------ Records for the task ------

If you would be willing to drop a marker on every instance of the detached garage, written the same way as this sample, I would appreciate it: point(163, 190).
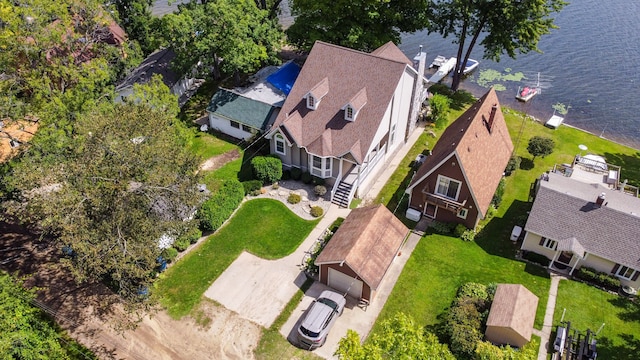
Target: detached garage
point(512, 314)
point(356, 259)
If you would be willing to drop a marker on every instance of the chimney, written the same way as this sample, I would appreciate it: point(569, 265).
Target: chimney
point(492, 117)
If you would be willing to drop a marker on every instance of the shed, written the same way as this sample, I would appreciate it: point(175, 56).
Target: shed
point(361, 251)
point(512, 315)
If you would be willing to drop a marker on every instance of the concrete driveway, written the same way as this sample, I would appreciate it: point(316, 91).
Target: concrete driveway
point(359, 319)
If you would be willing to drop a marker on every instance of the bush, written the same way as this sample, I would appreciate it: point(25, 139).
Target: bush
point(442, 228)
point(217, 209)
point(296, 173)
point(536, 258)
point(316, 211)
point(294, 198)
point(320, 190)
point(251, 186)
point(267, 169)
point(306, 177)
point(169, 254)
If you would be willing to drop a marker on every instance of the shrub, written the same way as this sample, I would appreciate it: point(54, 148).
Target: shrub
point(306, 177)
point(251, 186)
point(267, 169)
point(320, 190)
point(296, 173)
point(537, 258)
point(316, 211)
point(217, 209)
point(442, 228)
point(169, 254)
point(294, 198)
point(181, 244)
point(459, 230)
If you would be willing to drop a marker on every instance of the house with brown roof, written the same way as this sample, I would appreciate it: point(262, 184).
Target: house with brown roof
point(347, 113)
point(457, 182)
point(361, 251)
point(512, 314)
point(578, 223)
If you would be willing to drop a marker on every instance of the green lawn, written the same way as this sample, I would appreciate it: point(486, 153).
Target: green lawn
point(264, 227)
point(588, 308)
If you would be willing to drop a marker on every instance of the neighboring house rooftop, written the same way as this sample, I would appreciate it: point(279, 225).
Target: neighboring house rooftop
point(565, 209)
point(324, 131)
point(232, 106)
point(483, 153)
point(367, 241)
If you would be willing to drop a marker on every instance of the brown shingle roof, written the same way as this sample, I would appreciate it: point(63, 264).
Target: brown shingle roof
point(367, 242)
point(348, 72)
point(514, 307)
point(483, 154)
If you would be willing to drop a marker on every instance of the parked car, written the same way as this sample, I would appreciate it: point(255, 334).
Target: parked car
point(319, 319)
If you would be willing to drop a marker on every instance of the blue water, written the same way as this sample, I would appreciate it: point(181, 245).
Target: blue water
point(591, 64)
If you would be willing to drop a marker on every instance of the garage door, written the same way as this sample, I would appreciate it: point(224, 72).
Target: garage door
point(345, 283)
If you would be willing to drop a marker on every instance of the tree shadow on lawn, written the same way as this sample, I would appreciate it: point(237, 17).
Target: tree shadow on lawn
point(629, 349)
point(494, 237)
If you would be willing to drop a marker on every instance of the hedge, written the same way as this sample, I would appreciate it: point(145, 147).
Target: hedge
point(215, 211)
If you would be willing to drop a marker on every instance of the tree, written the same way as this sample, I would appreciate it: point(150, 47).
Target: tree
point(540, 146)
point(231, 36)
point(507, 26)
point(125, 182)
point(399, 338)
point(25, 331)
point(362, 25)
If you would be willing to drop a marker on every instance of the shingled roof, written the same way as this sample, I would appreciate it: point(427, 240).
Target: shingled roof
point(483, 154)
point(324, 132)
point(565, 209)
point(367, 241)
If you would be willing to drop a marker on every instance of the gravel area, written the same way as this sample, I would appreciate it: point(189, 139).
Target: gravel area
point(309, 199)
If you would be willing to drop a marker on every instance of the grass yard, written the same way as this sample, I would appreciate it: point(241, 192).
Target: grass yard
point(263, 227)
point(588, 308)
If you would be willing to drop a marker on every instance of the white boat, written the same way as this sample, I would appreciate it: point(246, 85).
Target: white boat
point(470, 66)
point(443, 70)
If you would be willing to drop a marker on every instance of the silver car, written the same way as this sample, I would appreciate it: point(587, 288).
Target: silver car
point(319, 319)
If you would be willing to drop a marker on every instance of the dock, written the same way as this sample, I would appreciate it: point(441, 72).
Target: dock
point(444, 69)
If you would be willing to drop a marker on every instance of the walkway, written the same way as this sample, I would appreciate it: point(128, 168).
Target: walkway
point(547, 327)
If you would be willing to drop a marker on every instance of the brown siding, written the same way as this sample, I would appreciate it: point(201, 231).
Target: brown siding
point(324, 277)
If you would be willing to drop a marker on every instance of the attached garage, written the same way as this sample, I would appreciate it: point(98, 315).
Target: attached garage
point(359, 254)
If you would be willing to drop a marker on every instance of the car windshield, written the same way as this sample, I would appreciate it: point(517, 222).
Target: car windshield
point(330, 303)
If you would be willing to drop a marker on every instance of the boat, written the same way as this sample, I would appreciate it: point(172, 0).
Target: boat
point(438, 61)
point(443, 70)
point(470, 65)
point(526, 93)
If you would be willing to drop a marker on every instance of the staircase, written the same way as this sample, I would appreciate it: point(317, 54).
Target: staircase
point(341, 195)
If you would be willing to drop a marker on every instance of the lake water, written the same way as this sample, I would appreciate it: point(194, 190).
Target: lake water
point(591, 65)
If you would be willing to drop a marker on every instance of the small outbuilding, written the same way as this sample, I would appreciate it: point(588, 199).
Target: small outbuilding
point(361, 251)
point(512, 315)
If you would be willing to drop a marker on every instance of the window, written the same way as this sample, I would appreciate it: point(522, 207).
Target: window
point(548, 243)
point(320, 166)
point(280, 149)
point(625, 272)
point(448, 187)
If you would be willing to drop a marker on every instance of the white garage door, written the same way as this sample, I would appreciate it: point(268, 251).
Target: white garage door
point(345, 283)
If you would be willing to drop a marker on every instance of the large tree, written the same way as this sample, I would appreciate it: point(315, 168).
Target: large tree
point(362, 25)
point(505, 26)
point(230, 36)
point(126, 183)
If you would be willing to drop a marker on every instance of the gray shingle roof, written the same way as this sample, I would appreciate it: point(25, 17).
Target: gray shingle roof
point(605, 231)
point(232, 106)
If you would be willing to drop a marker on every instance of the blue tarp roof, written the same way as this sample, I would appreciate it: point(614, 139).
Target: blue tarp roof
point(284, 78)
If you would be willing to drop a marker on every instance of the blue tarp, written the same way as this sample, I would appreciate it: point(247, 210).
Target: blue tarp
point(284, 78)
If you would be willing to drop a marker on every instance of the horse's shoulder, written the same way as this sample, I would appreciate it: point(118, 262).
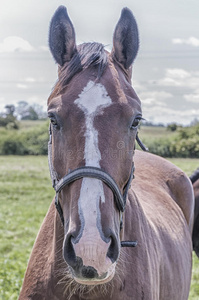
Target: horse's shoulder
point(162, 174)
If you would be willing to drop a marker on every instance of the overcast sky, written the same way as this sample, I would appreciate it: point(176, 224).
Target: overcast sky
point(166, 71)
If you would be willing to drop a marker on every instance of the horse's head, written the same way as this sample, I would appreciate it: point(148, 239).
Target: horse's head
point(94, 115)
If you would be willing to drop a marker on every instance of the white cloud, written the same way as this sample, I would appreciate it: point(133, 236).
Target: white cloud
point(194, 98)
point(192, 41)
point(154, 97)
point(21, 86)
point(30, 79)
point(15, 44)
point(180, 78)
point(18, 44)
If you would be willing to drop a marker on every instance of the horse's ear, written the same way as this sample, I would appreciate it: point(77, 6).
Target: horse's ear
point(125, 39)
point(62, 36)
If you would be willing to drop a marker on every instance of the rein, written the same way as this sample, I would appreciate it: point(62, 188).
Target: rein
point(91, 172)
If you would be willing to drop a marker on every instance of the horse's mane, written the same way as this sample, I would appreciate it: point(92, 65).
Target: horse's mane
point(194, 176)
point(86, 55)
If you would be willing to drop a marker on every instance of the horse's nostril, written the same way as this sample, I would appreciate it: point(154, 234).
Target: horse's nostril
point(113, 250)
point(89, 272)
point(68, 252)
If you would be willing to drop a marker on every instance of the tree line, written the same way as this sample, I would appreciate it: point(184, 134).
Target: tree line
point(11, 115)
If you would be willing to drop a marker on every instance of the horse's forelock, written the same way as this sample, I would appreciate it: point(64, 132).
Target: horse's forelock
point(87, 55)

------

• _What is expected_: Recast the entries from the line with "it: point(189, 139)." up to and including the line with "point(526, 93)" as a two-column CSV with the header text,answer. Give one row per entry, with its text and its answer each in a single quoted field and line breaks replaced by spaces.

• _Written answer_:
text,answer
"If you would be willing to drop a marker on every instance of the gravel area, written the same way as this sample, I would appreciate it: point(189, 139). Target: gravel area","point(309, 199)"
"If you would be willing to drop a marker on every instance of the grass yard, written the same way as this sample, I would appreciate it: point(241, 192). Target: grass yard","point(263, 227) point(588, 308)"
"If you would be willing to drop a marker on every instance of the white boat, written the same way as this sample, I would appreciate it: point(246, 85). Target: white boat","point(470, 66) point(443, 70)"
"If you would be willing to drop a marker on every instance of the silver car, written the same way as this sample, I would appreciate it: point(587, 288). Target: silver car","point(319, 319)"
"If you would be willing to drop a marker on every instance of the dock, written the same way as this sample, I would appreciate it: point(441, 72). Target: dock","point(444, 69)"
"If you would be willing to drop a marker on every instance of the walkway, written the same way as this sample, I would appreciate it: point(128, 168). Target: walkway","point(547, 327)"
"If you would be willing to drop a marker on every instance of the brown siding, written the same way as this sample, I would appreciate it: point(201, 231). Target: brown siding","point(324, 277)"
"If you would be willing to drop a marker on every instance of the attached garage, written the same way as this sample, I would appreciate it: point(98, 315). Target: attached garage","point(359, 254)"
"If you would be willing to drop a marker on every instance of the car windshield, written the same way as this sample, I would appreciate it: point(517, 222). Target: car windshield","point(330, 303)"
"If you would be willing to drop a marker on every instance of the boat, written the same way as this sample, I would appreciate it: point(172, 0). Target: boat","point(438, 61) point(443, 70) point(470, 65) point(526, 93)"